TEXT

▶

Check out this great article talking about the evolution of CNN architecture:

How CNN architectures evolved?

“The theory behind AI that everyone should know”

medium.com

Reversible Architectures

I’m once again reiterating that you will not understand the YOLO framework without understanding the entire object detection pipeline, please check the above two blogs. They cover everything in super detail.

Let’s try to focus our attention on reversible architectures and why we need such architectures.

The fundamental principle in these architectures is reversibility. In a traditional neural network, as data propagates through layers, information loss can occur due to transformations. Reversible architectures aim to mitigate this by ensuring each layer’s output can theoretically be used to reconstruct the original input perfectly. This helps preserve valuable information for more accurate predictions.

Res2Net: Employs a hierarchical residual-like structure where input data is split into smaller partitions. Each partition undergoes transformations, and the results are concatenated before being passed to the next module. This allows for the extraction of features at multiple scales.

◀

ENTRIES SUPPLIED
▶

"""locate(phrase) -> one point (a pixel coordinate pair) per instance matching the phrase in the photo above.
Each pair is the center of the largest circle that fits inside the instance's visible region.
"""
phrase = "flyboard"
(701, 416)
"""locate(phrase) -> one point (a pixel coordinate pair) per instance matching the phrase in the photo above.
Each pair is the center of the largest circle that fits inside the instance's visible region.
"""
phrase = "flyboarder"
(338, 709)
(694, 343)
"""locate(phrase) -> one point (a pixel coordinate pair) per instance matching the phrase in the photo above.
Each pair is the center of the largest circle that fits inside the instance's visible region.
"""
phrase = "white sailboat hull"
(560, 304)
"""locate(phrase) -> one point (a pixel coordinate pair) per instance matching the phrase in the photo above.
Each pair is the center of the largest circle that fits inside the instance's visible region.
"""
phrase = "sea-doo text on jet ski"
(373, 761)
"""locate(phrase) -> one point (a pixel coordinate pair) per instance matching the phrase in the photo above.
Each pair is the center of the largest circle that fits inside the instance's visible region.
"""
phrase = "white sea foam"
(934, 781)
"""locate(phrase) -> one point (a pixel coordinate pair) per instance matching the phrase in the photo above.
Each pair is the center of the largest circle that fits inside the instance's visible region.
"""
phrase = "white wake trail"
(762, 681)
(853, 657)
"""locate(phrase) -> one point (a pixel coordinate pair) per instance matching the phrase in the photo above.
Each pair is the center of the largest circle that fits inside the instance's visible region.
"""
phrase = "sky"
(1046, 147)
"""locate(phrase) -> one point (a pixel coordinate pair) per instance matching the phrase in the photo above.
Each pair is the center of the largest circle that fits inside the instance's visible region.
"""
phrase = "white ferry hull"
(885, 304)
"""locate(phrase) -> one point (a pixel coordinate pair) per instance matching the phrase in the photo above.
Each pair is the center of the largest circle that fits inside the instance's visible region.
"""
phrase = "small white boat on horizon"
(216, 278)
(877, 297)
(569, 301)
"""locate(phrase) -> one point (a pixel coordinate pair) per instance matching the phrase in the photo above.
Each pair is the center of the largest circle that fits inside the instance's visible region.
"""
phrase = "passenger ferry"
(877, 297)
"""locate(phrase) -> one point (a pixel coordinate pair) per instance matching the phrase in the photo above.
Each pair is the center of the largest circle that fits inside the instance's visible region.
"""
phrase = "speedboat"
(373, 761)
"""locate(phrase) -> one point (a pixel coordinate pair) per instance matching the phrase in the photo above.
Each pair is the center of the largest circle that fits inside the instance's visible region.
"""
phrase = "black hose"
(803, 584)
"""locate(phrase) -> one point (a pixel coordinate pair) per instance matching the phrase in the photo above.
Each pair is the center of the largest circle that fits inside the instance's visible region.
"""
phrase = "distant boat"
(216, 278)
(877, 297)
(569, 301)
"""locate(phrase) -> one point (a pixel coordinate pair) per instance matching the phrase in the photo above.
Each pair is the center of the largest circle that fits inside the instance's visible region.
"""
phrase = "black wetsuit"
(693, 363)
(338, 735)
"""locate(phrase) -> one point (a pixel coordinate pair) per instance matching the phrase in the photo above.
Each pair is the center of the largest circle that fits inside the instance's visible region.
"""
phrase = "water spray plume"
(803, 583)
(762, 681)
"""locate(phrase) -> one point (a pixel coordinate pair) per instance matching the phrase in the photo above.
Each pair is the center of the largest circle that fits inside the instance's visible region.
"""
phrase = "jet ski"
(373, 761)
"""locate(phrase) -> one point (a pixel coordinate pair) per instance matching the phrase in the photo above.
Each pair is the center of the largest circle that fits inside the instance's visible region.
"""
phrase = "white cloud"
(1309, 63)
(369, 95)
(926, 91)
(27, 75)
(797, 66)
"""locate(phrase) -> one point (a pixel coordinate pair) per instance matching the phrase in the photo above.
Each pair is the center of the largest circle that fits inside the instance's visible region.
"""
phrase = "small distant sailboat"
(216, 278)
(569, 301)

◀

TASK DIRECTIONS
Answer these from the text on reversible architectures above:
(a) Which framework does the writer say you will not understand without understanding the entire object detection pipeline?
(b) What is the fundamental principle in reversible architectures?
(c) In Res2Net, what is done with the results of the partition transformations before they are passed to the next module?

WRITTEN ANSWER
(a) The YOLO framework.
(b) Reversibility.
(c) They are concatenated.